Records drawn from a data source
:::

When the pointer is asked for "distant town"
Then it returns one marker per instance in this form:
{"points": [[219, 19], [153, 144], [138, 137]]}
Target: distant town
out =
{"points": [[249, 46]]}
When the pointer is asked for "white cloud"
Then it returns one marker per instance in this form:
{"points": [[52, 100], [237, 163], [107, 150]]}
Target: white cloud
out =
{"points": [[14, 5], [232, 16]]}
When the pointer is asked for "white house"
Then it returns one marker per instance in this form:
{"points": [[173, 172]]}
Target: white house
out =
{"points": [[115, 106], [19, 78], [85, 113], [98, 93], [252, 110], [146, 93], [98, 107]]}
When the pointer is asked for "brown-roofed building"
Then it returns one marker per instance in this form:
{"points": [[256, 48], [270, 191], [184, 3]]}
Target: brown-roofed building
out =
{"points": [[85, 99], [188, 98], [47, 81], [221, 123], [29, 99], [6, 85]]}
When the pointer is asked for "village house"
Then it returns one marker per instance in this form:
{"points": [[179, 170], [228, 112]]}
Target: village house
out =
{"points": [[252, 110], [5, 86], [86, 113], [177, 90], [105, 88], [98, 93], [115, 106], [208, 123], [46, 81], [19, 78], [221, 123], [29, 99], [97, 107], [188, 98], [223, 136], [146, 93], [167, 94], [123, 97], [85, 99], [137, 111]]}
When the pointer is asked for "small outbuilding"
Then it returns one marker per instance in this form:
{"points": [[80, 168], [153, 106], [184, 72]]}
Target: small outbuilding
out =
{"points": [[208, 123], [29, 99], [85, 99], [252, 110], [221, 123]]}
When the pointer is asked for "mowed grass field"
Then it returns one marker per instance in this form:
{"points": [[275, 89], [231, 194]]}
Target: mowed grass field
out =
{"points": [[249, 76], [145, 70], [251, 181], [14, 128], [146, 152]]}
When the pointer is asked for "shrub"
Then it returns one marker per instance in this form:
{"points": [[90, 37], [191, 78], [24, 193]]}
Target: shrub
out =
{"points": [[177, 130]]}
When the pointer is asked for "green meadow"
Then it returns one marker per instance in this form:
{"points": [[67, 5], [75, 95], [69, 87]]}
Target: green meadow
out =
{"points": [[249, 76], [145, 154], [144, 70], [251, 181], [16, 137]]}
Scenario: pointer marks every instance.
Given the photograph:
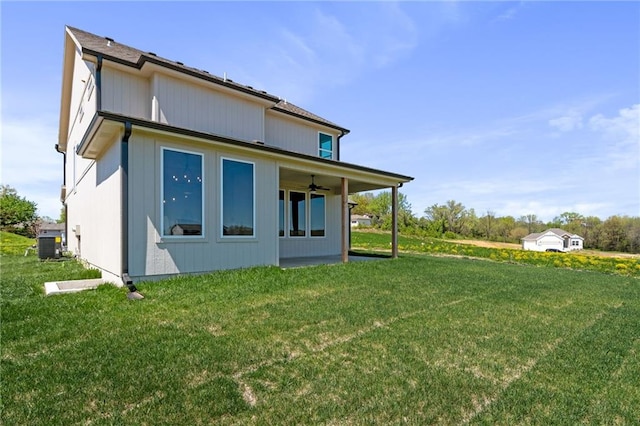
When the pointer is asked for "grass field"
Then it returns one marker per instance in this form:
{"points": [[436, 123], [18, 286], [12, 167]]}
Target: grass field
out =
{"points": [[417, 340]]}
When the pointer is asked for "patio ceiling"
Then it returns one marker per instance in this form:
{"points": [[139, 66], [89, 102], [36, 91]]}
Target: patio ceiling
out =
{"points": [[300, 179]]}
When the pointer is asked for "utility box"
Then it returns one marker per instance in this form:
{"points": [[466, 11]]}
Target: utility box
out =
{"points": [[49, 245]]}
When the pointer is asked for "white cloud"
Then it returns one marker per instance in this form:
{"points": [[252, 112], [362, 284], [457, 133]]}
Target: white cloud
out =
{"points": [[571, 121], [30, 163]]}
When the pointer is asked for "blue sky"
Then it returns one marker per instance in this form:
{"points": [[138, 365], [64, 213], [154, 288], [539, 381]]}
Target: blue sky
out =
{"points": [[512, 107]]}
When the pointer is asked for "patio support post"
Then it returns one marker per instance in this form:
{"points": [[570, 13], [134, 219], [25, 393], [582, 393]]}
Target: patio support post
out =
{"points": [[346, 223], [394, 221]]}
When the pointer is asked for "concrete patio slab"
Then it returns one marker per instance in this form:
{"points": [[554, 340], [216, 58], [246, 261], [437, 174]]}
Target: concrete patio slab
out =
{"points": [[297, 262], [61, 287]]}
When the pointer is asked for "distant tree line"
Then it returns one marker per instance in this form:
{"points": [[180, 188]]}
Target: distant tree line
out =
{"points": [[453, 220]]}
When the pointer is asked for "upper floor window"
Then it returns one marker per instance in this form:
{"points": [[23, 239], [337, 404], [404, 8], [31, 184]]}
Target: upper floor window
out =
{"points": [[325, 144], [182, 193], [238, 211], [297, 214]]}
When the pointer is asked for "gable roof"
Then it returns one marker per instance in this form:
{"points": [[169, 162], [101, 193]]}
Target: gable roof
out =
{"points": [[108, 48], [561, 233]]}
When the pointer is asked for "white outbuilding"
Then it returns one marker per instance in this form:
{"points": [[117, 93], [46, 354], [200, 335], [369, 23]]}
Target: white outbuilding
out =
{"points": [[553, 239]]}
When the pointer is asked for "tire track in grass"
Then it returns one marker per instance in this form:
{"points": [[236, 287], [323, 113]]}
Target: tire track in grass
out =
{"points": [[530, 364]]}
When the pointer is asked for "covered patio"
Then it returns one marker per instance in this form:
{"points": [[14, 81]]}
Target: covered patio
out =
{"points": [[335, 181], [299, 262]]}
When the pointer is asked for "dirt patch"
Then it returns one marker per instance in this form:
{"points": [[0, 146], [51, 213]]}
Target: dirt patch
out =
{"points": [[487, 244]]}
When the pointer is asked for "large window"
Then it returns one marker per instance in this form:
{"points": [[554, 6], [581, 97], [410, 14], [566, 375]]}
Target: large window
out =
{"points": [[325, 143], [281, 220], [182, 193], [316, 212], [297, 214], [238, 210]]}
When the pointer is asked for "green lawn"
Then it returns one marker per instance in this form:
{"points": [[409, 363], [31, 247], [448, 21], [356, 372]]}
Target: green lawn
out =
{"points": [[418, 340]]}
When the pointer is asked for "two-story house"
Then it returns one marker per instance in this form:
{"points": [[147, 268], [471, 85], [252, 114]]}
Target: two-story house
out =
{"points": [[172, 170]]}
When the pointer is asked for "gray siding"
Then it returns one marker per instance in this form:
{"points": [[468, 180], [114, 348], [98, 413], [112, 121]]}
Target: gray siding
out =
{"points": [[294, 135], [317, 246], [200, 108], [150, 254]]}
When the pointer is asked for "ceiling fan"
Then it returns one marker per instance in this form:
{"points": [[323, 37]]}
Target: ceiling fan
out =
{"points": [[314, 188]]}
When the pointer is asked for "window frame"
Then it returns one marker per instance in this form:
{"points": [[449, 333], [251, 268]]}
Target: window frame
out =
{"points": [[284, 213], [253, 196], [202, 235], [324, 215], [321, 150], [306, 216]]}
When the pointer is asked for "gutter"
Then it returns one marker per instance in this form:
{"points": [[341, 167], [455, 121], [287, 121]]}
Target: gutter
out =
{"points": [[124, 212], [342, 133], [64, 183]]}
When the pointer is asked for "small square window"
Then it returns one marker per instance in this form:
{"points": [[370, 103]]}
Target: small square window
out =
{"points": [[182, 193]]}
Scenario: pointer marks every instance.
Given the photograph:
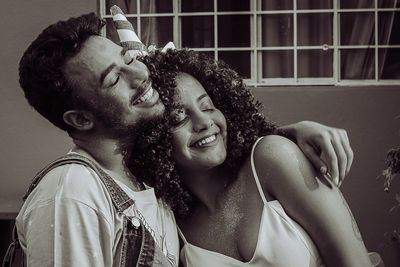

:::

Required task: How many lines of the listing above contain the word "concrete"? Reply with the number alone.

Solution to the exercise: 2